What you will do |
Rename "mulch bed" to "wood chip bed" in the records from the line holding "Target: outdoor light fixture" through the end of the records, inclusive. Give only those lines again, with nothing else changed.

(Labeled-object pointing records)
^^^^

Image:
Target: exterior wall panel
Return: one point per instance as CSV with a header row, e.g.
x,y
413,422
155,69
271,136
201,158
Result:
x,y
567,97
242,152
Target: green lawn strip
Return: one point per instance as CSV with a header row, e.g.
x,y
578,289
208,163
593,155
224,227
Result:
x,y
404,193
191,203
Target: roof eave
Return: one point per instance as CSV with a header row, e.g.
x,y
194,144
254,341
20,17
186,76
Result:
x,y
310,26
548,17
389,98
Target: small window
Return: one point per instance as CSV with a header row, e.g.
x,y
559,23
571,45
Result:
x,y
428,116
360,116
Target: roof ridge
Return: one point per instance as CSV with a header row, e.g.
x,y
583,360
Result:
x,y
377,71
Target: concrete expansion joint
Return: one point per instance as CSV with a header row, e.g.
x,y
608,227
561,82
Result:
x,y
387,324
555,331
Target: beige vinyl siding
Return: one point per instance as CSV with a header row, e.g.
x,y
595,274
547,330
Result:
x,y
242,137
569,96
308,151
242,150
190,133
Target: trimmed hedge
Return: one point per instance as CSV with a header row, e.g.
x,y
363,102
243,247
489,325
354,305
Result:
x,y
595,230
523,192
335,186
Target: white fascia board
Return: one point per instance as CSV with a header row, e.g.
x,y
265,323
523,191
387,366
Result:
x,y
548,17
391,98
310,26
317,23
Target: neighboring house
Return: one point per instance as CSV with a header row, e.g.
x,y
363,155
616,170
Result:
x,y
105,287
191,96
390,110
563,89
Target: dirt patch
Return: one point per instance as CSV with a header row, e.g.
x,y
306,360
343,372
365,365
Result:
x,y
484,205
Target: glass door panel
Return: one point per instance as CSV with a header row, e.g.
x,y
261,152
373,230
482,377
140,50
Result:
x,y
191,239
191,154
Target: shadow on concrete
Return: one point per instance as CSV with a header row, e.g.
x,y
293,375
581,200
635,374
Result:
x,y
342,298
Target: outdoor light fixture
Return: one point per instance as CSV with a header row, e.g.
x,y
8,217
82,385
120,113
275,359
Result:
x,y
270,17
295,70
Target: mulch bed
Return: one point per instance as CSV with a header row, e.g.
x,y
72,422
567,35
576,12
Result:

^^^^

Answer for this exercise |
Target: outdoor light fixture
Return: one point per instance as CSV with a header row, e.g.
x,y
8,217
82,385
120,113
275,359
Result:
x,y
270,17
295,70
Target: wood chip bed
Return: one point per instance as CSV with a header row, e.g.
x,y
72,422
567,35
576,12
Result:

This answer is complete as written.